• **Directions**
Rewrite the data between the lines holding "phone by returning a bounding box for each" and "[312,214,513,359]", inclusive, as a Markdown table with a Row column for the row number and a Line column for the line. Leave out any blank lines.
___
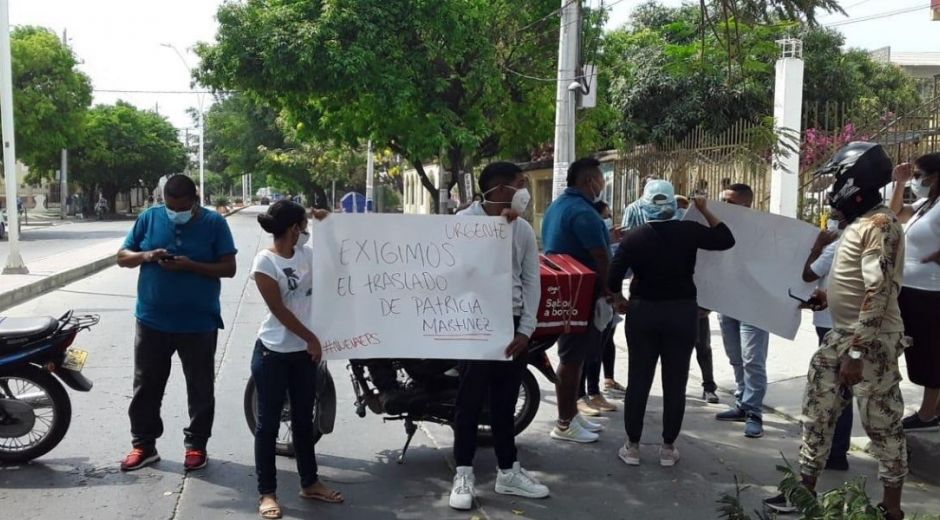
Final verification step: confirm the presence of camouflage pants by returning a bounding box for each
[800,330,907,487]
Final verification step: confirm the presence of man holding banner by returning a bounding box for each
[715,184,770,439]
[450,162,549,510]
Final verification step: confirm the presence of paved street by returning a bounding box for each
[0,209,940,520]
[0,220,133,267]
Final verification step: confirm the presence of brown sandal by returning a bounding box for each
[300,482,345,504]
[258,496,284,520]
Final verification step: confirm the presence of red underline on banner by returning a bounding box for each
[425,334,490,341]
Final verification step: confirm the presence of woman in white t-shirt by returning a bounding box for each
[251,200,343,518]
[891,153,940,431]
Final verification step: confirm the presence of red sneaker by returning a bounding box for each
[121,448,160,471]
[183,450,209,471]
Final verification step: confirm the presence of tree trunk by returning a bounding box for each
[411,161,443,214]
[305,186,330,210]
[447,146,473,204]
[103,185,118,214]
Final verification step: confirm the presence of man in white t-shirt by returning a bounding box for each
[803,215,853,471]
[450,162,549,510]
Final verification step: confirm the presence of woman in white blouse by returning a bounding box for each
[891,153,940,431]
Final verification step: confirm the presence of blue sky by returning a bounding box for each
[10,0,940,127]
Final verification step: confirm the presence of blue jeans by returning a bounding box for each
[251,340,318,495]
[718,316,770,417]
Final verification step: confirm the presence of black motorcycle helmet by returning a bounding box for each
[816,141,892,222]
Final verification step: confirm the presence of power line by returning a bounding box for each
[826,5,930,27]
[516,0,578,32]
[92,88,215,94]
[92,88,236,94]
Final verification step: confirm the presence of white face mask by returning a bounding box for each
[509,188,532,215]
[591,183,606,204]
[911,177,930,199]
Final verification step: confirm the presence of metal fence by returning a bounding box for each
[610,96,940,223]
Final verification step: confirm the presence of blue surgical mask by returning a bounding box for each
[166,207,193,226]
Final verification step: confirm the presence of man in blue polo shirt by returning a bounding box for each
[542,158,613,443]
[118,175,237,471]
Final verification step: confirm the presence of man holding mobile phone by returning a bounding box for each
[118,175,237,471]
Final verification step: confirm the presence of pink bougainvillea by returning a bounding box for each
[800,123,870,169]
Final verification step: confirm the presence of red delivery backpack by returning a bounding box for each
[532,255,597,338]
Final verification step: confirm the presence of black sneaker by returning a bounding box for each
[764,493,797,515]
[901,412,940,432]
[878,504,904,520]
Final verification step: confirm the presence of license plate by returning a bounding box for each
[62,348,88,372]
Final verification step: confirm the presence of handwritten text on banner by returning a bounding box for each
[312,214,513,359]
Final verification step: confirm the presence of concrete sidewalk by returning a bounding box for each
[0,206,248,312]
[660,311,940,484]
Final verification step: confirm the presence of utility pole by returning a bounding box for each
[770,38,803,218]
[552,0,583,199]
[365,139,375,213]
[59,29,69,220]
[0,0,29,274]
___
• **Result**
| Row | Line |
|---|---|
| 1 | Final verification step: confirm the presence of man holding mobile phone by returning a bounding box for each |
| 2 | [118,175,237,471] |
| 3 | Final verification step: confirm the presence of pink bougainvillea by returning a bounding box for each |
| 4 | [800,123,870,169] |
| 5 | Final verification step: confirm the presence of red delivery backpack by returning a bounding box for each |
| 6 | [532,255,597,338] |
| 7 | Final verification step: confirm the presence of black sneaker by returning a bounding box for each |
| 8 | [764,493,797,515] |
| 9 | [901,412,940,432] |
| 10 | [878,504,904,520] |
| 11 | Final verification step: confirm the presence of license plate by returning a bounding box for each |
| 12 | [62,348,88,372] |
| 13 | Final verification step: confirm the presence of handwritten text on banner by returning a bounding box for each |
| 14 | [312,214,513,359] |